- _Instruções das tarefas_
(1) Conforme o trecho citado, por que o recurso à mobilização popular se torna indispensável? Explique em uma a três frases.
(2) Quem assina o trecho citado, e em qual veículo ele foi publicado?
(3) Transcreva literalmente a parte do trecho citado que começa nas palavras "Por Paulo Moreira" e termina depois de "terceiro governo Lula.".

- _Trecho citado_
_____
Política

Lula enfrenta uma ditadura parlamentar

Alçapão antidemocrático do Congresso torna indispensável o recurso ao mais tradicional instrumento da luta política: a mobilização popular


Foto: DivulgaçãoLula e Arthur Lira
Lula e Arthur Lira

Por Paulo Moreira Leite, jornalista, no 247 

Sob comando de Artur Lira, entre 2020 e 2022 o Congresso instituiu uma camisa-de-força institucional, capaz de estrangular a luta parlamentar do terceiro governo Lula.

Invisível para o cidadão comum, um pacote de mudanças antidemocráticas foi deixado como herança institucional na Câmara de Deputados pela ação conjunta de Arthur Lira e Jair Bolsonaro entre ao longo de dois anos – 2021 e 2023 – configurando um muro de concreto destinado neutralizar a soberania popular e instituir uma ditadura parlamentar na qual o poder Executivo seja esterilizado e desfigurado.
_____
- _Informações registradas_
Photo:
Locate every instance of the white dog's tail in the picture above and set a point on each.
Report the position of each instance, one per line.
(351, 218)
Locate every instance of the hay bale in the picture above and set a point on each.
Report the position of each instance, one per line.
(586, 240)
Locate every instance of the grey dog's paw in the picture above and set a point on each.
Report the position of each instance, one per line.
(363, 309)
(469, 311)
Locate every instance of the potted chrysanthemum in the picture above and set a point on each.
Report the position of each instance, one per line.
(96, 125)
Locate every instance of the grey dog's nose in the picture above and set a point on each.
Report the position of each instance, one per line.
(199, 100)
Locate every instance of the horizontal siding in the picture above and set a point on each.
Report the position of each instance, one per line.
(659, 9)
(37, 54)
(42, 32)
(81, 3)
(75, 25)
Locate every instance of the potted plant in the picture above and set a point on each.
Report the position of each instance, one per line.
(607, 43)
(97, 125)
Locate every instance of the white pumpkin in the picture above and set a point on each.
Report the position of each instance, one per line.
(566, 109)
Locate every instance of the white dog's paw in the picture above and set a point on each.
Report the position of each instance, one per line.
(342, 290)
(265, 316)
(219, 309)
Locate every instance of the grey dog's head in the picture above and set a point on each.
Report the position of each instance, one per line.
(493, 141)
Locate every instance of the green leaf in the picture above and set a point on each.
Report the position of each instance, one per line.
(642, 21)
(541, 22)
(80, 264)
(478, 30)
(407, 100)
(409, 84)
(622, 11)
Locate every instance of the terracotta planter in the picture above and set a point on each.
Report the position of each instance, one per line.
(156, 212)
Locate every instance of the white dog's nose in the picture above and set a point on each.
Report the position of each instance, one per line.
_____
- _Respostas do exercício_
(1) Segundo o trecho citado, o alçapão antidemocrático do Congresso torna indispensável recorrer à mobilização popular. O texto a apresenta como o mais tradicional instrumento da luta política.

(2) Paulo Moreira Leite, jornalista, no 247.

(3)
Por Paulo Moreira Leite, jornalista, no 247 

Sob comando de Artur Lira, entre 2020 e 2022 o Congresso instituiu uma camisa-de-força institucional, capaz de estrangular a luta parlamentar do terceiro governo Lula.